▸ Work to be completed
Reproduce the full listing below unchanged, apart from the pictures.

Labeled-object pointing entries
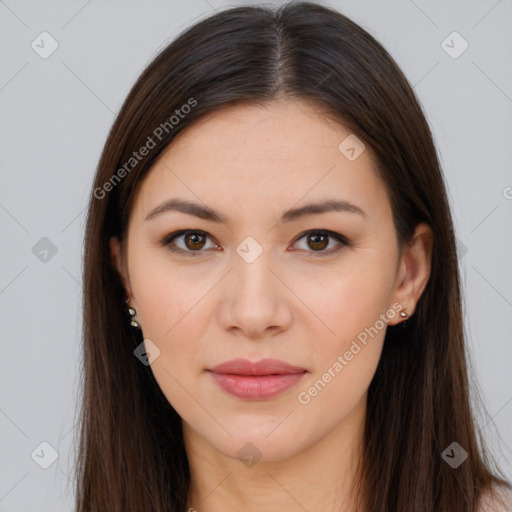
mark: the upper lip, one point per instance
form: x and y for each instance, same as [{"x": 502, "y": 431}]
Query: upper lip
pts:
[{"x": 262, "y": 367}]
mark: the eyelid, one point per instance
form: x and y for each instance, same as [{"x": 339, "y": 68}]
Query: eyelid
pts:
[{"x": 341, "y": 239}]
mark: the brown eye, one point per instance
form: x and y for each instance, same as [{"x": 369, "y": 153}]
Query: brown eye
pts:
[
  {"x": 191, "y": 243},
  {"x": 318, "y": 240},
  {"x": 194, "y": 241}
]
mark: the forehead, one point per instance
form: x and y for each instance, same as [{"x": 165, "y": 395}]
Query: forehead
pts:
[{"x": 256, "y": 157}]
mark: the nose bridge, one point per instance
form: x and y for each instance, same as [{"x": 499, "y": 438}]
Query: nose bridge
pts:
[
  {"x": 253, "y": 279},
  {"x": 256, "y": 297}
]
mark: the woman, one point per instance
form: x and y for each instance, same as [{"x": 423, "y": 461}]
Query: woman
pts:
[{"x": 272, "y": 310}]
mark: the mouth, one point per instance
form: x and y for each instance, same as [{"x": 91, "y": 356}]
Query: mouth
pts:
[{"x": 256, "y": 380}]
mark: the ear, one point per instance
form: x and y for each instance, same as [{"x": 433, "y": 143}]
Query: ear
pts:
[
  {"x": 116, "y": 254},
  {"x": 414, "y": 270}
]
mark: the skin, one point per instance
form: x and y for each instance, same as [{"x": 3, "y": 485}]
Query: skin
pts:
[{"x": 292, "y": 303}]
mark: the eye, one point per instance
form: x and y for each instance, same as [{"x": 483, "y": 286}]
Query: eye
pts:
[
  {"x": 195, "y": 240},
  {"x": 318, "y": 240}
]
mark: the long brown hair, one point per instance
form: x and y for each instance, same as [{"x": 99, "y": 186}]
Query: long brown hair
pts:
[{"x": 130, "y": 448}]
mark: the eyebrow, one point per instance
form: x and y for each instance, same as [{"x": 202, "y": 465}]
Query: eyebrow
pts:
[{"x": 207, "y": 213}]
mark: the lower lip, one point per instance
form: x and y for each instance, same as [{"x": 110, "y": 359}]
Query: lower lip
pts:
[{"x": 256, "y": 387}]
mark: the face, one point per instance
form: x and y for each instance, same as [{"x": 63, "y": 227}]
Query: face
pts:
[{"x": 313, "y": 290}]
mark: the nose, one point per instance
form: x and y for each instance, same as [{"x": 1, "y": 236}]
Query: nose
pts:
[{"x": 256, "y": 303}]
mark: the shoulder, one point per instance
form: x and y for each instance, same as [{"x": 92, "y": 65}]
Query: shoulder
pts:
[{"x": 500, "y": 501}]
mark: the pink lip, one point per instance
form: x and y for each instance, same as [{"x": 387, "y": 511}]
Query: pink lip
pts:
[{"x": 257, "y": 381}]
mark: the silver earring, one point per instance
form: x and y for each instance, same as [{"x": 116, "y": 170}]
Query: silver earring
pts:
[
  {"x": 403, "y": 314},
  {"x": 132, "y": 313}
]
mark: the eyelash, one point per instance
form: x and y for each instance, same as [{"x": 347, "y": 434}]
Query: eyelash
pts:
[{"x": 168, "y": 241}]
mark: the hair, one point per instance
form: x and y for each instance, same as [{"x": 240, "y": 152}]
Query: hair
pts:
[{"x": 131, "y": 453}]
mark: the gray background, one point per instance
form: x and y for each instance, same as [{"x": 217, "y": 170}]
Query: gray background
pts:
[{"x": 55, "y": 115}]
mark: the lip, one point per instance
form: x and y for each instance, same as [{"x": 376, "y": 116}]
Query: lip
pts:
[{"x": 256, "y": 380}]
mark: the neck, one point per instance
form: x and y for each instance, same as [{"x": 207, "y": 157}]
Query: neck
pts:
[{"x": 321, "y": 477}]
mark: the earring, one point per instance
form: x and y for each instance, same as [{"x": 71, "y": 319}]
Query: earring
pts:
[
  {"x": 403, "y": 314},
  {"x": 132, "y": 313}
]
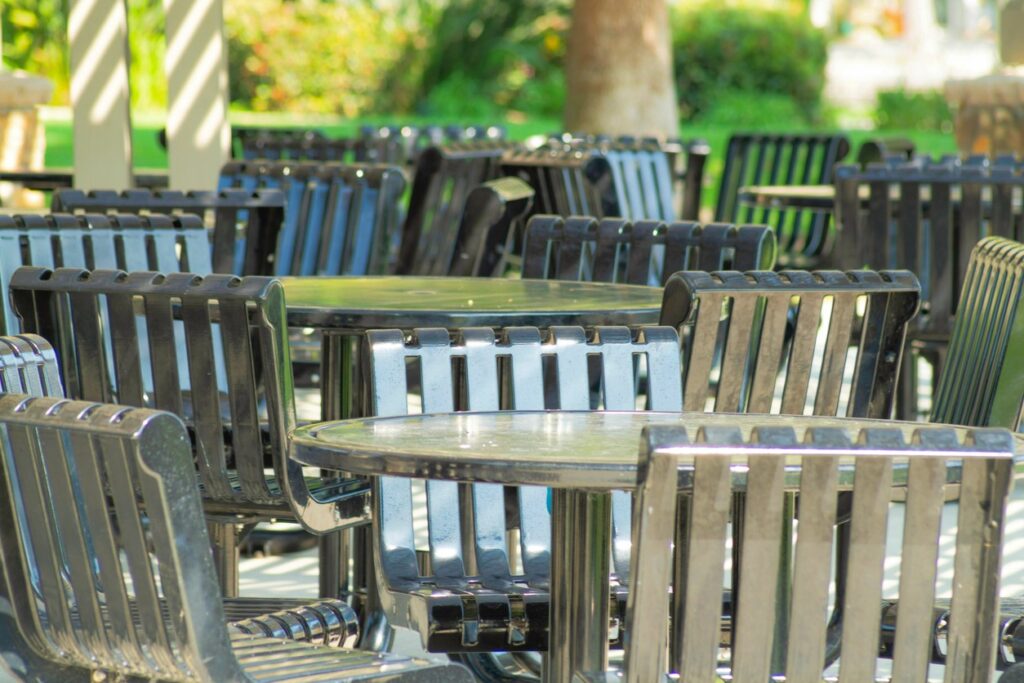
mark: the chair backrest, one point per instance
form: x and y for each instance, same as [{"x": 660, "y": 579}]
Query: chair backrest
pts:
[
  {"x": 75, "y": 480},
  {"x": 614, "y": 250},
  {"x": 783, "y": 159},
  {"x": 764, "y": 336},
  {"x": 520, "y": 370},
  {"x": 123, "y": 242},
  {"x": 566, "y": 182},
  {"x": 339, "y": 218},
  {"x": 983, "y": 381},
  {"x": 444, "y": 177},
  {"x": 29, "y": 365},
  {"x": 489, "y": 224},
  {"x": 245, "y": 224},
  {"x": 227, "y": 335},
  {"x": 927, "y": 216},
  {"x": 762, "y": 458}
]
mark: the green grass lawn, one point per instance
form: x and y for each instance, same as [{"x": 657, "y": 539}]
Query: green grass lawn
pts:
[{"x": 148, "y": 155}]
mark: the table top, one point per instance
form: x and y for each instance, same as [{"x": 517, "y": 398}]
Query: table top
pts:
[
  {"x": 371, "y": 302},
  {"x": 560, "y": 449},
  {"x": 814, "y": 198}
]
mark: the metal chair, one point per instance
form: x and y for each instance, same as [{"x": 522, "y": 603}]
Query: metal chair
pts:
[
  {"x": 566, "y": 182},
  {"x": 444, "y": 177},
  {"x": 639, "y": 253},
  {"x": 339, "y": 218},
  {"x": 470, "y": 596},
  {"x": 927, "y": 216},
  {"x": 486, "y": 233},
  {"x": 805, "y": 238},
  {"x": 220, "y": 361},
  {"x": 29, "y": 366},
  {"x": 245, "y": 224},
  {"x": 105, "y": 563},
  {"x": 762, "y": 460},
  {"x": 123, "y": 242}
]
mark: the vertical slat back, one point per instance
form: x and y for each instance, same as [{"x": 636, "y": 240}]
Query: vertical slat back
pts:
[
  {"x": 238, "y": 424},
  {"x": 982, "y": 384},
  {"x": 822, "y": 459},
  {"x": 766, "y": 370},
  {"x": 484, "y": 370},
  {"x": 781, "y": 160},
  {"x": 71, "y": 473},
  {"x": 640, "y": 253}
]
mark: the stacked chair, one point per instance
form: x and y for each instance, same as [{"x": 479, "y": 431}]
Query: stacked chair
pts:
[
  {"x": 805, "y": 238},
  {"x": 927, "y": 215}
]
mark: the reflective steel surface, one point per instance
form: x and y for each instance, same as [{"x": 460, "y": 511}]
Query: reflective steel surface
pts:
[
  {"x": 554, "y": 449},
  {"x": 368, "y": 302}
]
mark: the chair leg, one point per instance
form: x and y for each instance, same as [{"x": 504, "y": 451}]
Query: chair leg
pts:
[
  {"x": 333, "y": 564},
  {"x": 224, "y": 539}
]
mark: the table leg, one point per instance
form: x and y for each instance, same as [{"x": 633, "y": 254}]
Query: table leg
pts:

▸ Solution for this problem
mark: the upper lip, one point per instance
form: x and y for each instance, same as [{"x": 502, "y": 431}]
Query: upper lip
pts:
[{"x": 262, "y": 367}]
mark: the eyelid, one point per instance
form: x and y for each instance, same as [{"x": 339, "y": 68}]
Query: eyelid
pts:
[{"x": 341, "y": 239}]
mark: the brown eye, one point per instance
form: x and y for each instance, same as [{"x": 369, "y": 153}]
Query: brown eye
pts:
[
  {"x": 191, "y": 243},
  {"x": 318, "y": 240},
  {"x": 194, "y": 241}
]
mark: the forehead, one point per instance
form: x and y for each instance, same as [{"x": 165, "y": 395}]
Query: forehead
pts:
[{"x": 256, "y": 157}]
mark: the nose bridge, one point per instance
form: x and y for each instance, same as [{"x": 499, "y": 438}]
Query: nose bridge
pts:
[
  {"x": 253, "y": 279},
  {"x": 256, "y": 297}
]
mark: the woman, one point per instance
form: x and y for each instance, same as [{"x": 423, "y": 461}]
Query: woman
pts:
[{"x": 272, "y": 310}]
mark: the mouth, one point per instance
form: x and y for each instance, same as [{"x": 91, "y": 356}]
Query: mouth
pts:
[{"x": 256, "y": 380}]
mark: the ear, one point per instance
form: x and y for each instance, same as [{"x": 433, "y": 143}]
Query: ear
pts:
[
  {"x": 116, "y": 254},
  {"x": 414, "y": 270}
]
mark: the skin, one point per instance
form: x and y for each instance, same as [{"x": 3, "y": 485}]
Query: skin
pts:
[{"x": 292, "y": 303}]
mark: the eye, one point per instance
form: x and y for each instance, same as [{"x": 483, "y": 286}]
Query: eye
pts:
[
  {"x": 195, "y": 240},
  {"x": 318, "y": 240}
]
mark: the long brown hair, one point per instance
form: x and y for each instance, same as [{"x": 99, "y": 186}]
Query: long brown hair
pts:
[{"x": 130, "y": 448}]
mark: the eyebrow, one point per instance
form: x and y for each instance, same as [{"x": 202, "y": 465}]
Query: eyebrow
pts:
[{"x": 207, "y": 213}]
mark: the lower lip, one point per instance
form: x and y for each instance, same as [{"x": 110, "y": 359}]
Query: lower lip
pts:
[{"x": 256, "y": 387}]
mark: the face, one point per instance
form: x and y for each instance, same as [{"x": 63, "y": 227}]
Query: face
pts:
[{"x": 313, "y": 290}]
mark: the nose, one point per instance
form: x and y for each instance, same as [{"x": 1, "y": 236}]
Query: nose
pts:
[{"x": 256, "y": 303}]
mark: the shoulder, one point per instance
form: x and y for each instance, same as [{"x": 92, "y": 65}]
Query: shoulder
pts:
[{"x": 500, "y": 501}]
mark: the pink lip, one point per instance
form: x and y for each instance, same as [{"x": 387, "y": 511}]
Query: pink lip
pts:
[{"x": 257, "y": 381}]
mark: the silver earring, one point per instance
form: x and y for each instance, same as [{"x": 116, "y": 170}]
Query: silver earring
pts:
[
  {"x": 403, "y": 314},
  {"x": 132, "y": 313}
]
mark: the eyelash, one point per instance
form: x and y for each instance, same as [{"x": 347, "y": 434}]
Query: eyelash
pts:
[{"x": 168, "y": 241}]
mark: the hair, one point per instance
form: x and y for each instance, same as [{"x": 240, "y": 152}]
Query: hair
pts:
[{"x": 131, "y": 453}]
mark: the gray background, one point per instance
form: x and y for each instance, same as [{"x": 217, "y": 170}]
Query: gray background
pts:
[{"x": 55, "y": 115}]
mark: the lip, one point per instance
form: x and y for each instance, same as [{"x": 376, "y": 116}]
Query: lip
pts:
[{"x": 256, "y": 380}]
mark: the neck, one point per instance
form: x and y for each instance, same as [{"x": 207, "y": 157}]
Query: neck
pts:
[{"x": 321, "y": 477}]
mark: the earring, one point per instance
form: x and y for each instance, same as [{"x": 71, "y": 319}]
Query: earring
pts:
[
  {"x": 403, "y": 314},
  {"x": 132, "y": 313}
]
mark: the chair backrest, one point per instance
form: x and y for each instance, same as [{"x": 660, "y": 579}]
Query: chair backrest
pts:
[
  {"x": 75, "y": 480},
  {"x": 614, "y": 250},
  {"x": 783, "y": 159},
  {"x": 764, "y": 336},
  {"x": 520, "y": 370},
  {"x": 123, "y": 242},
  {"x": 566, "y": 182},
  {"x": 339, "y": 218},
  {"x": 983, "y": 381},
  {"x": 444, "y": 177},
  {"x": 29, "y": 365},
  {"x": 489, "y": 224},
  {"x": 245, "y": 224},
  {"x": 227, "y": 335},
  {"x": 927, "y": 216},
  {"x": 762, "y": 458}
]
mark: the green grass lawn, one point per instance
form: x and y for each instance, same as [{"x": 657, "y": 539}]
Query: green grass lawn
pts:
[{"x": 148, "y": 155}]
mark: the table top, one point per instance
form: x and y for each instance, same as [{"x": 517, "y": 398}]
Query: table top
pts:
[
  {"x": 371, "y": 302},
  {"x": 560, "y": 449},
  {"x": 814, "y": 198}
]
mark: the metal chair, one point per instance
form: x and y for each instance, same as [{"x": 522, "y": 603}]
Query: metal chair
pts:
[
  {"x": 566, "y": 182},
  {"x": 444, "y": 177},
  {"x": 639, "y": 253},
  {"x": 339, "y": 218},
  {"x": 470, "y": 596},
  {"x": 927, "y": 216},
  {"x": 486, "y": 233},
  {"x": 805, "y": 238},
  {"x": 220, "y": 361},
  {"x": 29, "y": 366},
  {"x": 245, "y": 224},
  {"x": 105, "y": 563},
  {"x": 762, "y": 460},
  {"x": 123, "y": 242}
]
mark: the vertical slat back, one point per instance
form: x and y for each instance, same as [{"x": 636, "y": 240}]
Query: vertical slat back
pts:
[
  {"x": 238, "y": 424},
  {"x": 982, "y": 384},
  {"x": 822, "y": 459},
  {"x": 766, "y": 370},
  {"x": 484, "y": 370},
  {"x": 781, "y": 160},
  {"x": 71, "y": 473},
  {"x": 640, "y": 253}
]
mark: the stacked chair, one point per instance
form: x and y for each instance, same as [{"x": 479, "y": 431}]
Query: stacked chair
pts:
[
  {"x": 805, "y": 238},
  {"x": 927, "y": 215}
]
mark: the reflective steel surface, one point per instance
form: x and y for each instance, same as [{"x": 460, "y": 511}]
Query: reflective steel surface
pts:
[
  {"x": 554, "y": 449},
  {"x": 368, "y": 302}
]
mark: the chair leg, one point per instance
form: x and y for each instance, same as [{"x": 504, "y": 451}]
Query: chair leg
pts:
[
  {"x": 333, "y": 564},
  {"x": 224, "y": 539}
]
mark: the table leg, one point per instance
form: x and y for each instance, same as [{"x": 633, "y": 254}]
Query: table leg
pts:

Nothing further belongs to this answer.